What the task requires: Repeat the material exactly, every line of it.

Supplied records:
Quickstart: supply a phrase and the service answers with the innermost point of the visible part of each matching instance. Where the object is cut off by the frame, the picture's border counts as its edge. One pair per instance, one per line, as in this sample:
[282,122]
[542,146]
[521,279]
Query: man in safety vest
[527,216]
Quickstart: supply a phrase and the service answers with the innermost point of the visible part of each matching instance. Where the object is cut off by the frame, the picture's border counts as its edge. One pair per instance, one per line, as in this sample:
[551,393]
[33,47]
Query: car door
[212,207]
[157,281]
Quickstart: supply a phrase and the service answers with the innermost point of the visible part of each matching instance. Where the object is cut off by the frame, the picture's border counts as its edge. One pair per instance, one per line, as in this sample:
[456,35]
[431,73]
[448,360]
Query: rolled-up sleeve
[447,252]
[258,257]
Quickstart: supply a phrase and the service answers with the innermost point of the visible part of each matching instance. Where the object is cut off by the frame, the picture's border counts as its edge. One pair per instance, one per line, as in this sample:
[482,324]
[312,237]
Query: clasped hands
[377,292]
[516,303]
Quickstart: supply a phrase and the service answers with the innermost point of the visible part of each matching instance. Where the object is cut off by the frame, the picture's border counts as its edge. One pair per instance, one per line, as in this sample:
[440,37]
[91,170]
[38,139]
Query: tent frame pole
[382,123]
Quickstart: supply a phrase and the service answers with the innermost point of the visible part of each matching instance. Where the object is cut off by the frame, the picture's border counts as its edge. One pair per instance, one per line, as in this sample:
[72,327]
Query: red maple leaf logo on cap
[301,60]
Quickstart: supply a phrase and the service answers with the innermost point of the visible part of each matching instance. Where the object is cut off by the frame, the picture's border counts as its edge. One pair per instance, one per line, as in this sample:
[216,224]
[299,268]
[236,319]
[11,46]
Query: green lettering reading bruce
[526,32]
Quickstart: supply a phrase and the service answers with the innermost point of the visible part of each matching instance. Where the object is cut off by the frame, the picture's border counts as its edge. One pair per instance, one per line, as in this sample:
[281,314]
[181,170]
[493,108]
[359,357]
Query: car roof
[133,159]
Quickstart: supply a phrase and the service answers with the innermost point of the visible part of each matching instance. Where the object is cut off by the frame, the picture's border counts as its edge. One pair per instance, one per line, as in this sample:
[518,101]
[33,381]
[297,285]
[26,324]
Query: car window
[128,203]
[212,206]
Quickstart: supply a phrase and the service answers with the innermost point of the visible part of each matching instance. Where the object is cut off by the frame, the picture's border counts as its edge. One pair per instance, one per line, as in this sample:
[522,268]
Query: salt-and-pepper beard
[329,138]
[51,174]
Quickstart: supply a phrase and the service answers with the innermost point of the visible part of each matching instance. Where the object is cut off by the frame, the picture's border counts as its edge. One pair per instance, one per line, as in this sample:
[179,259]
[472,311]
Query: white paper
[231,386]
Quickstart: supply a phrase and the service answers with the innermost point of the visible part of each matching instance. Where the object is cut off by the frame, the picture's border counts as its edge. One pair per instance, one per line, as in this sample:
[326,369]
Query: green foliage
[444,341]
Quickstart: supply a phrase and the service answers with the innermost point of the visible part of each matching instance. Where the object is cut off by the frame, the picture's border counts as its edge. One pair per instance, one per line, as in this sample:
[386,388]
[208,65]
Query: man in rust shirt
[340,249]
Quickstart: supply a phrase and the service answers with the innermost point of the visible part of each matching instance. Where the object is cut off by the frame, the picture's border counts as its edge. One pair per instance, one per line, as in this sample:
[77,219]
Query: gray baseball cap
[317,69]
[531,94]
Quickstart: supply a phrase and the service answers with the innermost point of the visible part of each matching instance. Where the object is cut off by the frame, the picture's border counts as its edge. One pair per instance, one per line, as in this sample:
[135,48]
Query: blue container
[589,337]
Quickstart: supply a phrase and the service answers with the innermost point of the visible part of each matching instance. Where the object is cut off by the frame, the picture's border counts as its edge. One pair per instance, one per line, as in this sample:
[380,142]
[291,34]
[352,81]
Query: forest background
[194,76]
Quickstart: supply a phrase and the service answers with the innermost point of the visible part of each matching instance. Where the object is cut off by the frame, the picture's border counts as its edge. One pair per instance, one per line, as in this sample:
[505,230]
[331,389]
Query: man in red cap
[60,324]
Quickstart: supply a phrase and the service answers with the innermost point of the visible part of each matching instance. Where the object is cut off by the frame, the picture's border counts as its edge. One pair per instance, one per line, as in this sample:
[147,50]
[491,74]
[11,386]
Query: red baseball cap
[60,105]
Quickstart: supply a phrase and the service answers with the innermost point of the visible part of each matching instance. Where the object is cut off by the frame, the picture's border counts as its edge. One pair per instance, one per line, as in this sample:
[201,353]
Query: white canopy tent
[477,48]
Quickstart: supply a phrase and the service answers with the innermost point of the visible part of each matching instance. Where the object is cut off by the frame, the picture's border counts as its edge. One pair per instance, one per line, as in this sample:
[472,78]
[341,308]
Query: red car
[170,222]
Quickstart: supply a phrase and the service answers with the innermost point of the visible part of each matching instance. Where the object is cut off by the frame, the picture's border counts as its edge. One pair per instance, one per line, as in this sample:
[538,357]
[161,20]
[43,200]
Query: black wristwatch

Completed task:
Quickstart: supply a phrase and the service answers with the innermost point of the visible part of each matching instance. Where the object is cut off by the frame, the picture's border counts as its edge. One pair per instance, one per line, as in this sample:
[282,122]
[542,146]
[521,279]
Query: man in safety vest
[527,216]
Quickstart: supply a phrase and the service answers with the innermost point of the visible part of each matching instance. Where the object is cut off by the frame, the picture's border counts as its edge. One pair per instance, one per line, as in this sample:
[551,393]
[33,47]
Query: car door
[212,207]
[157,281]
Quickstart: supply a phrase and the service answers with the innermost point of the visible part of each matching instance. Where the object is cut off by the frame, the picture's border counts as its edge. One pair per instance, one per line, as in this sample:
[456,35]
[431,73]
[448,360]
Query: rolled-up sleeve
[447,252]
[258,257]
Quickstart: supply a phrase and the service answers with the innermost point of the visible part of each matching instance. Where the object is cut off by the frame, the picture's border counts as its edge. One pair per instance, one per line, as in this sample:
[482,324]
[312,237]
Query: clasped hands
[377,292]
[516,303]
Quickstart: supply a phrase and the service answers with the innermost point of the visible part of each matching instance. Where the object is cut off by the frame, the picture's border counts as its edge. One pair per instance, one per line, as in this sample:
[440,37]
[91,170]
[38,139]
Query: tent frame pole
[382,123]
Quickstart: supply a phrase and the service answers with the innermost point of the visible part of each matching instance. Where the object is cut off by the frame, the picture's border counts as its edge. One pair per instance, one per line, as in this sample:
[72,327]
Query: red maple leaf logo on cap
[301,60]
Quickstart: supply a phrase and the service answers with the innermost point of the visible part of each matching instance. Where the object is cut off by the frame, the picture's border counts as its edge. One pair per instance, one per line, as in this sample:
[216,224]
[299,268]
[236,319]
[11,46]
Query: green lettering reading bruce
[526,32]
Quickstart: supply a phrase and the service answers with the innermost point of the visible part of each matching instance. Where the object is cut off by the frame, the picture's border counts as its edge. One pair per instance, one per line, as in this sample:
[281,314]
[181,170]
[493,108]
[359,357]
Query: car roof
[133,159]
Quickstart: supply a phrase and the service answers with the innermost point of the visible part of each matching instance. Where the object is cut off by the frame, the picture's border counts as its edge. One pair per instance, one per line, as in this sample:
[518,101]
[33,381]
[297,285]
[26,324]
Query: car window
[128,203]
[212,206]
Quickstart: supply a phrase and the service answers with the innermost point of the visible part of each matching instance. Where the object is cut off by the frame, the picture's border counts as its edge. One pair per instance, one per line, as in this sample:
[522,268]
Query: salt-and-pepper beard
[329,138]
[51,174]
Quickstart: supply a phrase and the service answers with the innermost point of the visible part of each matching instance. Where the object is cut off by the frame, the picture's border counts as its edge. One pair per instance, one per line, as in this sample:
[179,259]
[472,311]
Query: white paper
[231,386]
Quickstart: supply a phrase and the service answers with the innermost point of the visible part of each matching instance. Where the object is cut off by the frame, the picture's border counts as its edge. One pair per instance, one per line, as in this sample:
[326,369]
Query: green foliage
[444,341]
Quickstart: supply a phrase and the service answers with the innermost point of the visible part of each matching instance. Where the object is cut off by the frame, the picture's border counts as its edge. One pair per instance, one per line, as in this sample:
[386,388]
[208,65]
Query: man in rust shirt
[340,249]
Quickstart: supply a phrase and the service answers with the innermost point of the visible part of each matching instance. Where the object is cut off by the frame, the picture's border counts as its edge. One pair per instance, one per line, as in this sample:
[77,219]
Query: gray baseball cap
[317,69]
[531,94]
Quickstart: supply a phrase and the service answers with the innermost point of the visible part of each matching instance. Where the object is cut off by the frame, the picture's border counts as its edge. One pair per instance, one per line, as in this sample:
[135,48]
Query: blue container
[589,337]
Quickstart: supply a phrase and the service answers with the innermost point of the visible part of each matching instance. Where the object is cut off by the frame, the picture's border counts as its edge. One pair per instance, one per line, as in this sample:
[380,142]
[291,34]
[352,81]
Query: forest background
[194,76]
Quickstart: supply a phrase and the service answers with the innermost point of the visible part of each matching instance. Where the object is cut off by the frame, the picture's border counts as its edge. One pair per instance, one per line, as in this sample:
[505,230]
[331,389]
Query: man in red cap
[60,324]
Quickstart: supply a phrase and the service answers with the innermost point of the visible part of each matching instance. Where the object is cut off by the frame, the picture's border counts as its edge. One pair per instance, one per line, as in this sample:
[147,50]
[491,74]
[11,386]
Query: red baseball cap
[60,105]
Quickstart: supply a phrase and the service answers with the innermost point of the visible part of each matching instance. Where the object is cut off by the frame, the picture's border counts as its edge. One pair per instance, one per line, as in this sample:
[201,353]
Query: white canopy tent
[477,48]
Quickstart: supply a phrase and the service answers with the innermost point of the visible part of each matching instance. Where the object is cut off by the frame, the picture's border counts as its edge. One pair per instance, one per line, as in this sample:
[472,78]
[341,308]
Query: red car
[170,222]
Quickstart: supply a phrase and the service answers with the innermost point of the visible part of each matching instance. Where the object is cut off by the frame, the picture's border counts as its edge. One pair per instance, one per line, as in this sample:
[538,357]
[161,20]
[43,200]
Query: black wristwatch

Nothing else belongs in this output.